• WHAT IS NEEDED
Reproduce the listing below verbatim, omitting the pictures.

(Stored data entries)
◇ ◇ ◇
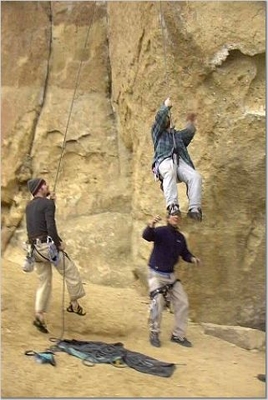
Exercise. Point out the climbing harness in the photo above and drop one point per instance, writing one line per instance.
(43, 357)
(163, 289)
(92, 353)
(153, 307)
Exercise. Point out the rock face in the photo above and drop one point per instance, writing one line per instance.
(247, 338)
(81, 82)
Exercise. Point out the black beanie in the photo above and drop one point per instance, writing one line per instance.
(35, 184)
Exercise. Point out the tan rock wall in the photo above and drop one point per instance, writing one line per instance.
(210, 58)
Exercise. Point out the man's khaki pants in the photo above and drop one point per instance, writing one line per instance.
(65, 267)
(178, 299)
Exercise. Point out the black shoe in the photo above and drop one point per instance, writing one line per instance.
(40, 325)
(183, 341)
(154, 339)
(196, 215)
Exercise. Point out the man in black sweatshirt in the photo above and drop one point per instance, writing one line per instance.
(169, 245)
(48, 253)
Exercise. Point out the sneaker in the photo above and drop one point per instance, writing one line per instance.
(183, 341)
(173, 209)
(195, 213)
(154, 339)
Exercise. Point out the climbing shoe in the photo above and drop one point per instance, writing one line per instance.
(173, 209)
(182, 341)
(79, 310)
(40, 325)
(195, 213)
(154, 339)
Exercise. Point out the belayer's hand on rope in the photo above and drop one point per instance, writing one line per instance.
(168, 103)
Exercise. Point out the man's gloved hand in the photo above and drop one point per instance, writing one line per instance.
(196, 261)
(156, 219)
(61, 246)
(168, 103)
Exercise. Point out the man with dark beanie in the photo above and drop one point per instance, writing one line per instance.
(169, 245)
(48, 252)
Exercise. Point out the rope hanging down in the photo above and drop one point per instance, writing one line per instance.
(72, 102)
(164, 46)
(61, 156)
(165, 64)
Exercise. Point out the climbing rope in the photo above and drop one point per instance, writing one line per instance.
(73, 98)
(165, 61)
(164, 46)
(61, 156)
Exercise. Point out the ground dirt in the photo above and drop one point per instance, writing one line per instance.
(211, 368)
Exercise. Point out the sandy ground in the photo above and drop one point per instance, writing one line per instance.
◇ ◇ ◇
• RESULT
Exercise. Point out the climbing harness in the photo above and drop one point per instance, writing one line per instance.
(43, 357)
(163, 289)
(92, 353)
(153, 307)
Exercise. Point out the rock face in the photo above and drop one point per instance, writing one line per instance.
(247, 338)
(81, 82)
Exercise. Point out the black beanie in the photo above and drop one point per instance, writing one line per instance.
(35, 184)
Exercise. Point out the tan rock wall in the photo above and drop one point per instance, writing one line per instance.
(210, 58)
Exercise. Point out the man's khaki pants in the photo above and drop one point per instance, writing one line per instance.
(65, 267)
(178, 299)
Exercise. Point out the black shoe in the photo above and drop one point per instance, writing one line per instance.
(40, 325)
(183, 341)
(154, 339)
(196, 215)
Exercise. Point out the man in black sweatshirt in the photo above and drop one point per instance, writing one line per instance.
(169, 245)
(48, 253)
Exercise. Point out the sneaker in the photo above and drop one point per instance, writing one line per instance.
(183, 341)
(173, 209)
(195, 213)
(154, 339)
Exercise. Point out the climbing shoe in the photo above and drop one point per instance, writing one line per instance.
(173, 209)
(182, 341)
(79, 310)
(40, 325)
(195, 213)
(154, 339)
Exercise. Point out the belayer's hand on rope in the photo above and drop one point per instance, writing one line per instance.
(168, 103)
Exercise. Point out the man's gloved hand in the photo above and drop one point per instance, writing one line per instance.
(196, 261)
(156, 219)
(61, 246)
(168, 103)
Exercise. Point out the man with dark beanie in the photo above and drop one point per instance, writing one line per instance.
(169, 245)
(48, 252)
Exercise. Point out the rope hanging down in the photo above and drop one point per instance, writing one line per instance.
(72, 102)
(164, 46)
(61, 156)
(165, 64)
Exercise. Point out the climbing rope in the photo above and drop one point per instance, writing one line per instance.
(73, 98)
(165, 61)
(164, 46)
(61, 156)
Exercise. Point out the ground dirt in the photo above and drop one point per instance, writing one line per instance.
(211, 368)
Exercise. Point out the sandy ground in the photo above and drop one point per instance, writing one line per instance.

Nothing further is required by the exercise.